**Vos tâches**
[A] D'après l'extrait sur Bernard Landry, quel collège l'auteur et lui fréquentaient-ils ?
[B] Rédigez la suite de l'extrait sur Bernard Landry, en reprenant après sa dernière phrase.

**Extrait cité**
------
Les arguments gagnants de Bernard Landry
Document créé en 1994.
Négociateur, Lucien Bouchard exigeait des conditions gagnantes pour relancer le débat sur la souveraineté. Orateur, Bernard Landry propose des arguments gagnants. Je suis allé l’entendre à Sherbrooke, deuxième étape de sa tournée des régions du Québec. C’est le ton de ses propos, empreints de fierté, qui m’a surtout frappé, ce qui m’a incité à remonter le temps.
La première fois que j’ai entendu Bernard Landry prononcer un discours, je devais avoir treize ou quatorze ans. Nous fréquentions le même collège, le séminaire de Joliette, où il me précédait de quelques années. Ses talents d’orateur et son sens du pouvoir étaient si manifestes qu’il allait de soi à nos yeux qu’il jouerait un rôle important dans l’histoire du Québec. Quand il était dans la jeune vingtaine, je me souviens de l’avoir présenté à des amis en disant: « Voici un futur Premier ministre du Québec ». Le jour cependant où Lucien Bouchard a fait son demi-tour à gauche vers le parti québécois, j’ai cru que j’avais été mauvais prophète. Étant métaphysiquement mal à l’aise dans un parti politique, comme dans tout groupe où l’on dit « nous », je n’ai suivi sa carrière que d’une façon sporadique et à une certaine distance, le rencontrant surtout lorsqu’il était en période de latence.
En 1974, j’avais obtenu qu’on l’invite à Toronto, en même temps que René Lévesque, à un colloque de la Canadian Speach Association, dont j’étais l’un des organisateurs. Parmi les conférenciers, il y avait aussi Marshall McLuhan et John Diefenbaker, lesquels devaient être présents à l’un des coquetels donnés dans la suite des organisateurs. À ma grande stupéfaction, j’ai constaté que ni moi ni Bernard Landry ne faisions partie de la liste de plus de cinquante invités. J’acceptais très mal que l’un de mes invités et le Québec que nous représentions tous deux soient traités ainsi. «Ça te plairait, me dit Landry, de rencontrer McLuhan et de l’entendre en conversation avec Diefenbaker?» «Comment donc !, répondis-je, et toi?» Je connaissais déjà sa réponse. C’est sa solution qui m’a étonné: « Ils auraient dû nous inviter, dit-il, nous allons donc considérer qu’il s’agit d’un oubli de leur part et nous allons nous présenter à la suite le plus naturellement du monde ». Ce que nous fîmes.
------
[Entrées de localisation d'objets dans les images]

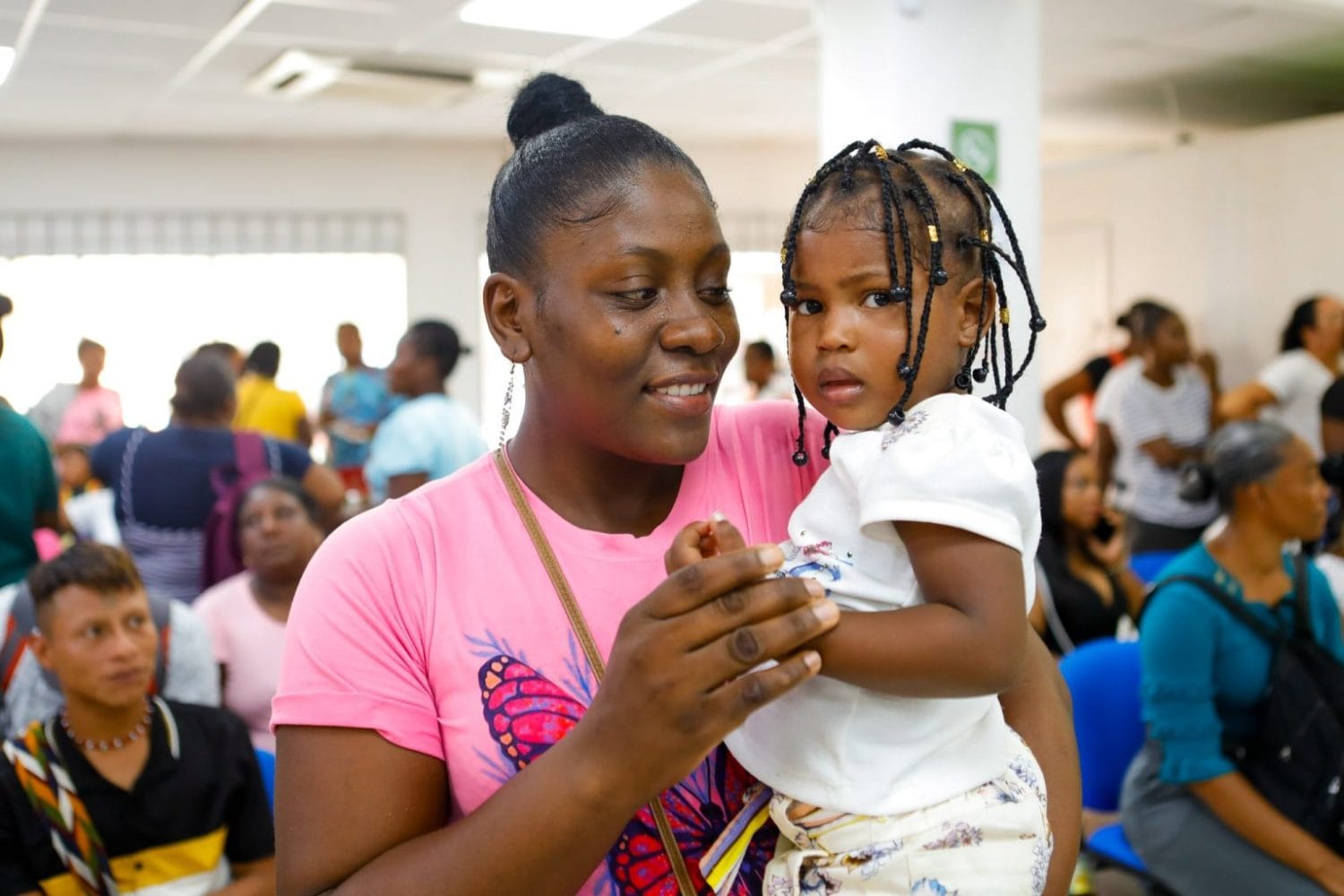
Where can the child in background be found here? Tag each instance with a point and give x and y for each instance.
(894, 771)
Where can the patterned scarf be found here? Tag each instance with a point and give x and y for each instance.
(53, 796)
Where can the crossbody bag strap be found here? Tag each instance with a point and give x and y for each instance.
(1236, 607)
(1301, 599)
(588, 643)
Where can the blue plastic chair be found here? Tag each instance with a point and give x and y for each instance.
(266, 762)
(1150, 564)
(1104, 678)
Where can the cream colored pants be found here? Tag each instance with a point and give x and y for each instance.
(989, 841)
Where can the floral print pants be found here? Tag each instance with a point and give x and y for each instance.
(992, 840)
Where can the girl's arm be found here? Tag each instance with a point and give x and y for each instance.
(968, 640)
(1040, 710)
(358, 814)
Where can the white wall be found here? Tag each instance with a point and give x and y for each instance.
(1233, 231)
(440, 188)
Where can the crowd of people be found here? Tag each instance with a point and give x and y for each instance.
(777, 648)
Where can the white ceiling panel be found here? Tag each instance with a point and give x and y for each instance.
(1113, 73)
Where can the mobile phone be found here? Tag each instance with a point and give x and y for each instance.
(1104, 530)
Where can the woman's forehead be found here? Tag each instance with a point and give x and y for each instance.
(659, 211)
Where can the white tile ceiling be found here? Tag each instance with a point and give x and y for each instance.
(1116, 73)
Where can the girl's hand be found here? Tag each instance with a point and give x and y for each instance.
(1112, 551)
(701, 540)
(682, 673)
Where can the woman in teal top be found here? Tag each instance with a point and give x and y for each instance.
(1198, 823)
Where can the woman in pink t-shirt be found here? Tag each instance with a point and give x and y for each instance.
(246, 614)
(438, 727)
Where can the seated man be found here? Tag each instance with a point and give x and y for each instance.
(185, 669)
(158, 794)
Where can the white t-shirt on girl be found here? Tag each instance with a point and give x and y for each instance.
(956, 461)
(1297, 381)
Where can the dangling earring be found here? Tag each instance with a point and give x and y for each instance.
(508, 402)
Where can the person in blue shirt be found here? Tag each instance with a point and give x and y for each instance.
(430, 435)
(1196, 823)
(355, 401)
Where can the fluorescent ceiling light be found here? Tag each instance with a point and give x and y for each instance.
(612, 19)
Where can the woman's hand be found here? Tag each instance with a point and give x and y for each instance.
(1110, 552)
(682, 673)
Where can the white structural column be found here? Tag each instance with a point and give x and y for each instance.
(900, 69)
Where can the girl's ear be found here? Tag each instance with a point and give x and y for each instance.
(976, 295)
(508, 303)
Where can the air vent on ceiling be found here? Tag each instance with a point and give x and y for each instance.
(296, 75)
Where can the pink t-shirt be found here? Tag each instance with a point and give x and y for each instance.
(432, 621)
(90, 417)
(249, 641)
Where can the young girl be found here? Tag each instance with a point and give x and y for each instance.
(894, 771)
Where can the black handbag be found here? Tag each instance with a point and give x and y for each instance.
(1296, 756)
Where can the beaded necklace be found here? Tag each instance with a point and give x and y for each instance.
(116, 743)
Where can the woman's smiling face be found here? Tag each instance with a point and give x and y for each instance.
(631, 327)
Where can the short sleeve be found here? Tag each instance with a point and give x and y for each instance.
------
**Les réponses**
[A] Le séminaire de Joliette.

[B]
Bernard Landry était un excellent représentant de ces Québécois, ayant mûri avec la Révolution tranquille, qui se sentaient à ce point sûrs d’eux-mêmes et maîtres chez eux qu’ils ne leur venait même pas à l’esprit de poser ces menus actes de soumission permettant d’entrer dans les grâces de l’establishment canadien, qui achevait à ce moment de se déplacer vers Toronto.
Le discours de Sherbrooke était empreint de cette fierté dont j’avais été témoin 25 ans plus tôt. « Nous formons une nation », a dit Landry, simplement, fermement, commençant par cette affirmation, pour exclure ensuite la société distincte et la province comme les autres. Évoquant la péréquation, il aurait pu, comme tant de ses prédécesseurs, reprocher au gouvernement d’Ottawa d’avoir favorisé l’Ontario ou encore y voir un argument en faveur de ce partenariat de mendiant appelé fédéralisme rentable. Au contraire, il a pris froidement acte du fait que le Québec encaisse des chèques de péréquation depuis 40 ans, sans chercher refuge dans les sentiments vindicatifs et dans le ressentiment. Quand il a conclu en disant que le Québec doit cesser d’être une province pauvre pour devenir un pays riche, il a fait appel au dynamisme du peuple québécois. Loin de déguiser le fait que l’Assemblée nationale est plus faible aujourd’hui qu’en 1960 et tout en sachant très bien qu’il s’agit là d’un argument boomerang qui pourrait se retourner contre son parti, il en a également pris acte tout simplement et encore une fois sans acrimonie et sans ressentiment.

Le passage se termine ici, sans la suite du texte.